_Task prompt_: Please recast the entries below as a numbered list, starting at the line containing "Exercise. Point out the parked" and running through the end of the entries, both ends included. Leave out any blank lines.

_Information shown_:
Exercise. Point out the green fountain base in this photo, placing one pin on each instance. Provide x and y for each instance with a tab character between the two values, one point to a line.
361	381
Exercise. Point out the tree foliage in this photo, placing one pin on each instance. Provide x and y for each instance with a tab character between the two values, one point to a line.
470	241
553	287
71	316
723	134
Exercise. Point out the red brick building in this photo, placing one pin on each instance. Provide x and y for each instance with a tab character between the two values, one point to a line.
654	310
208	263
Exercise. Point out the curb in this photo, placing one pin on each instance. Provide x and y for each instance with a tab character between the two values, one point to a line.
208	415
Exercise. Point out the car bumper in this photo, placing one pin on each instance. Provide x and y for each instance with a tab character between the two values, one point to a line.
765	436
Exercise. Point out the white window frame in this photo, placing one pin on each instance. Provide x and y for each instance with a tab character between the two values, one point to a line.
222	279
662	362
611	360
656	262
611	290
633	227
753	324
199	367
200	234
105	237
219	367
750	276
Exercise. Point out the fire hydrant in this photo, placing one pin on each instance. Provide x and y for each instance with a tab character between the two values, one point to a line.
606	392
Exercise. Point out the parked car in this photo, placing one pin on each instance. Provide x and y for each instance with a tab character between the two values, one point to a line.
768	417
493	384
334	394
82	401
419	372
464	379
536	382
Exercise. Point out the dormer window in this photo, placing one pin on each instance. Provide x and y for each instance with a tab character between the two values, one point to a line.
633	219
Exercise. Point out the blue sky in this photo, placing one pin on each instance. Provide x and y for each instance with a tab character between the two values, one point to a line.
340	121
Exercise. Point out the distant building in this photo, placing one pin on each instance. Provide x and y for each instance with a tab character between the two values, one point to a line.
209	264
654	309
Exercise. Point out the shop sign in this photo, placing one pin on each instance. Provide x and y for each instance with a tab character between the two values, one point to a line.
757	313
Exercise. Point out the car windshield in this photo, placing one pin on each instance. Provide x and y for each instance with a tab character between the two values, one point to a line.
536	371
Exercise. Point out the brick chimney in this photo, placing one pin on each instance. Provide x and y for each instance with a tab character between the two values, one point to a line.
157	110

_Result for this task_:
1. Exercise. Point out the parked car in this photo, placing one pin on each instance. Provide x and y for each instance with a tab character between the two values, one point to a line.
2. 768	417
3. 493	384
4. 334	394
5. 82	401
6. 419	372
7. 464	379
8. 536	382
9. Exercise. Point out the dormer window in this photo, placing one pin on each instance. Provide x and y for each instance with a tab character between the two values, one point to a line.
10. 633	219
11. Exercise. Point out the blue sky in this photo, placing one pin on each instance. Provide x and y for each instance with a tab character between the two values, one point to a line.
12. 340	121
13. Exercise. Point out the distant building in this photo, placing one pin on each instance. Provide x and y for each instance with a tab character between the two values, one point to a line.
14. 209	264
15. 654	309
16. Exercise. Point out the shop sign in this photo, placing one pin on each instance. Provide x and y for each instance with a tab character between the two values, one point to a line.
17. 757	313
18. Exercise. Point out the car windshield in this photo, placing one pin on each instance. Provide x and y for each instance with a tab character between the two values, one point to a line.
19. 536	371
20. Exercise. Point out the brick chimney in this photo, placing one pin on each instance. Provide x and y for each instance with a tab character between the two values, one point to a line.
21. 157	110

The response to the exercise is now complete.